Tasks to carry out:
A – Rewrite everything in the Jira comment from "I've hit this" down to "is a workaround.", putting "stopgap" in place of "workaround".
B – List every name that the import lines in the Jira comment's code bring in.

Passage given:
________________

[jira] [Commented] (SPARK-39854) Catalyst 'ColumnPruning' Optimizer does not play well with sql function 'explode'

Jira Thu, 12 Jun 2025 00:17:05 -0700


    [ 
https://issues.apache.org/jira/browse/SPARK-39854?page=com.atlassian.jira.plugin.system.issuetabpanels:comment-tabpanel&focusedCommentId=17965484#comment-17965484
 ]


Juha Iso-Sipilä commented on SPARK-39854:
-----------------------------------------

I've hit this issue in a query the involves explode, complex nested structures, 
filtering lists within, etc. I've written the Scala examples as pytest which 
confirms this problem on 3.5.6 and 4.0.0. Disabling the recommended 
optimisations is a workaround.
{code:java}
from pyspark import Row
from pyspark.sql import SparkSession
from pyspark.sql.functions import explode, struct, col


def test_spark_issue_39854():
    spark_session = (
        SparkSession.builder.config(
            "spark.sql.optimizer.expression.nestedPruning.enabled", "true"
        )
        .config("spark.sql.optimizer.nestedSchemaPruning.enabled", "true")
        .getOrCreate()
    )
    data = Row(
        b=Row(
            id="id00",
            data=[
                Row(
                    b1="vb1",
                    b2=101,
                    ex2=[
                        Row(fb1=False, fb2=11, fb3="t1"),
                        Row(fb1=True, fb2=12, fb3="t2"),
                    ],
                ),
                Row(
                    b1="vb2",
                    b2=102,
                    ex2=[
                        Row(fb1=False, fb2=13, fb3="t3"),
                        Row(fb1=True, fb2=14, fb3="t4"),
                    ],
                ),
            ],
            fa="tes",
            v="1.5",
        )

________________

Records supplied:

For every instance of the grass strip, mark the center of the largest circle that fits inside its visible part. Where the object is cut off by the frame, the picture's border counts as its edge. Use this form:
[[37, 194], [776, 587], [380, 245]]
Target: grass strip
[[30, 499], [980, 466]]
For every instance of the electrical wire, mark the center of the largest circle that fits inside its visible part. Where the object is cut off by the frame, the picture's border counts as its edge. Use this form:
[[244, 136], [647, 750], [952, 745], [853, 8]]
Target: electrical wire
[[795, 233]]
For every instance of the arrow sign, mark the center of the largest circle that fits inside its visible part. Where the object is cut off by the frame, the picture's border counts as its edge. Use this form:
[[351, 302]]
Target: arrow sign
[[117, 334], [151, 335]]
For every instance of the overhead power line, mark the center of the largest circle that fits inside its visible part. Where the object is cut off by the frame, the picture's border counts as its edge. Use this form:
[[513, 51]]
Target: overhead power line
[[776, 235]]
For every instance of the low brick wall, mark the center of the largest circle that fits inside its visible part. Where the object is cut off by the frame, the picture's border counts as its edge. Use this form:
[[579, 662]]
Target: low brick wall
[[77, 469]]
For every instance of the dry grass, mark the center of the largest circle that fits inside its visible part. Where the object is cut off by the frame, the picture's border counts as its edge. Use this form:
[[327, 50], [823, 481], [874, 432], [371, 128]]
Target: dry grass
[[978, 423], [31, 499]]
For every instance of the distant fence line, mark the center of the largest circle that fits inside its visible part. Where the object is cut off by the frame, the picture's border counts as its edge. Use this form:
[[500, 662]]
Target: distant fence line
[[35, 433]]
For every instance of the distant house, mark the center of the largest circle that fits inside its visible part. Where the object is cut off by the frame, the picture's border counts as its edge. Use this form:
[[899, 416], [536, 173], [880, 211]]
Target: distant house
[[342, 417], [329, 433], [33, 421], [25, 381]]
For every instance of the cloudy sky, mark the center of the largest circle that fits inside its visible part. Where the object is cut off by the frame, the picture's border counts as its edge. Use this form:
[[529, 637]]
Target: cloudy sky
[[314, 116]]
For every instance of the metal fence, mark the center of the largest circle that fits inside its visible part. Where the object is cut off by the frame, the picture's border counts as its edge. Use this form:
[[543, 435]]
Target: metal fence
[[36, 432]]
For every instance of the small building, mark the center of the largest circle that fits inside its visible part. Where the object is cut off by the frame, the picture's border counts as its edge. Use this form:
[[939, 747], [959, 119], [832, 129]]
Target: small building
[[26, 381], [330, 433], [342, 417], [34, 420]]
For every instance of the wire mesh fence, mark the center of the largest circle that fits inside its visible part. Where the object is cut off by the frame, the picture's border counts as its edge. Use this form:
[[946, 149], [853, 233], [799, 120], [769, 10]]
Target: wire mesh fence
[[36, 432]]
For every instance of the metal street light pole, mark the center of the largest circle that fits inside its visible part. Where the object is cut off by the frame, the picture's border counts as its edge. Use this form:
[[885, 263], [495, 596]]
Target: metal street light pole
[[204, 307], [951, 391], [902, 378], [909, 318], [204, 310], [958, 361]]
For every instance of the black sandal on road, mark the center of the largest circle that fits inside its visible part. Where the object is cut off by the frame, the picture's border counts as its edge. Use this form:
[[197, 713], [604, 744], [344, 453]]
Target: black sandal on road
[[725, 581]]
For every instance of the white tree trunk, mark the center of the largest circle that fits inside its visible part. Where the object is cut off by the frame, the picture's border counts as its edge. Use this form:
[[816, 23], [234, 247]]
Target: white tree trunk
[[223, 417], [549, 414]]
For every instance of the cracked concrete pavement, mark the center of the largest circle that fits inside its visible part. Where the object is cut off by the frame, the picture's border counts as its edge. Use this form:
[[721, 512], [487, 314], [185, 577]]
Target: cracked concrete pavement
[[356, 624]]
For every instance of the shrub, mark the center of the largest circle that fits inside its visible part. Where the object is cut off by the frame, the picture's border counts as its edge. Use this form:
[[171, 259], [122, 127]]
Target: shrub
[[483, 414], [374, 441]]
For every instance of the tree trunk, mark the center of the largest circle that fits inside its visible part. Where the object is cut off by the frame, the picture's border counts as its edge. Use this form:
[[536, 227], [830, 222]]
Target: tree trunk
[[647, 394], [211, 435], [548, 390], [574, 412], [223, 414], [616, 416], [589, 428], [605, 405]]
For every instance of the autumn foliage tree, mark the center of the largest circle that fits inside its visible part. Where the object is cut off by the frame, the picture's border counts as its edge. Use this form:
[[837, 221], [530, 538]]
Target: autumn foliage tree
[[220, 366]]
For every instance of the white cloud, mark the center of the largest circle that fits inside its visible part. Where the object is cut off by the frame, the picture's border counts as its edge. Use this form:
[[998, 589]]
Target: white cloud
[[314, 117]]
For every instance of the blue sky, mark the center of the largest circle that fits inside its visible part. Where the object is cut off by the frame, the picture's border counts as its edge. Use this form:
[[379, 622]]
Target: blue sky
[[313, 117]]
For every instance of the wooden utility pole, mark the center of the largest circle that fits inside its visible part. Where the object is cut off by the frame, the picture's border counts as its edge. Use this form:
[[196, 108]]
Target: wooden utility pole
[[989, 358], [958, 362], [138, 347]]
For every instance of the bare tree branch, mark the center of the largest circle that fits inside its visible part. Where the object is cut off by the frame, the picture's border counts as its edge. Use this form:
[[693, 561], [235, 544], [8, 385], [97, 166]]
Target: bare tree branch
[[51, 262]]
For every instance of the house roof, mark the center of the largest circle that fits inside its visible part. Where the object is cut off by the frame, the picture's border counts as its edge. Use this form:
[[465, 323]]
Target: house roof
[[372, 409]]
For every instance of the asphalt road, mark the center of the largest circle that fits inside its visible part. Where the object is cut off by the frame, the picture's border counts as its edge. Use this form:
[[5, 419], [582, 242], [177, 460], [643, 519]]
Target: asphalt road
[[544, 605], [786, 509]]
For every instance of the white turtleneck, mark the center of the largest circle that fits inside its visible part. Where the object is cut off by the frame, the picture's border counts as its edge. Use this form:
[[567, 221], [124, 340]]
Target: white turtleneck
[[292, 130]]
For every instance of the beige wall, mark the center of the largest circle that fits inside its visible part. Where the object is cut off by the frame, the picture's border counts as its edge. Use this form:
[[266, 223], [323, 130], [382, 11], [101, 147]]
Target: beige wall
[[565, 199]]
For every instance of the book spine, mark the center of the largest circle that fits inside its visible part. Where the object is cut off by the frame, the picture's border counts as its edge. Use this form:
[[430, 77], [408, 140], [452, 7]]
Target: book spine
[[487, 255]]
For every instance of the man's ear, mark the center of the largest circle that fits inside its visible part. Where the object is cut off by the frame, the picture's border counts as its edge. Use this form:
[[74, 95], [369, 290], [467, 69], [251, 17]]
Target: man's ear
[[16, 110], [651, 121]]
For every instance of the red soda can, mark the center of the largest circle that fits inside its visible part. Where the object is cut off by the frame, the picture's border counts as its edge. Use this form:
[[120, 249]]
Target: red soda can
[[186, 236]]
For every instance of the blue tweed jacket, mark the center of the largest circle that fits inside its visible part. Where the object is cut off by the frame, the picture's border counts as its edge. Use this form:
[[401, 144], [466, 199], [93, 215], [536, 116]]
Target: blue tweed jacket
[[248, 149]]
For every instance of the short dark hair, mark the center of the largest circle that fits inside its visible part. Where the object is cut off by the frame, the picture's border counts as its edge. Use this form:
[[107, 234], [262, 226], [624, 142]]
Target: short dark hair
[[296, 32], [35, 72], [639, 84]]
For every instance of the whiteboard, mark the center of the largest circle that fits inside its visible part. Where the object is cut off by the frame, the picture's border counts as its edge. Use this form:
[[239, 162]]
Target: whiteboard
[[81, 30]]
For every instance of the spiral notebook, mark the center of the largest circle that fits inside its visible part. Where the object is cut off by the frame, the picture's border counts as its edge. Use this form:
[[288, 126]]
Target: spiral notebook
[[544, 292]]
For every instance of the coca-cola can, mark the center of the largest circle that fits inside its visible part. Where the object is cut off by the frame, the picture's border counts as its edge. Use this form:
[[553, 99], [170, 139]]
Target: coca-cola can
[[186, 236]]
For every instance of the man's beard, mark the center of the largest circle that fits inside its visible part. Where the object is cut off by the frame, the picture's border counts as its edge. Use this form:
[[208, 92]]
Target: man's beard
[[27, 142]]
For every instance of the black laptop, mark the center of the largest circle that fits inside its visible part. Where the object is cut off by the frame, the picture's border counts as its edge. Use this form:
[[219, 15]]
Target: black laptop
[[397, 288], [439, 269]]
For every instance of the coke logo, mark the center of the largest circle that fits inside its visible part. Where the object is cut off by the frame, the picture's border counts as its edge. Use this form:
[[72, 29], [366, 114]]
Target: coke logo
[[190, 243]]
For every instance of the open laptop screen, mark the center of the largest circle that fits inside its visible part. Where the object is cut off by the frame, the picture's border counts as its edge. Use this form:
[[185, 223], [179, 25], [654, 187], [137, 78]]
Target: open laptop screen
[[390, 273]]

________________

Results for each task:
A –
I've hit this issue in a query the involves explode, complex nested structures, 
filtering lists within, etc. I've written the Scala examples as pytest which 
confirms this problem on 3.5.6 and 4.0.0. Disabling the recommended 
optimisations is a stopgap.

B – Row, SparkSession, explode, struct, col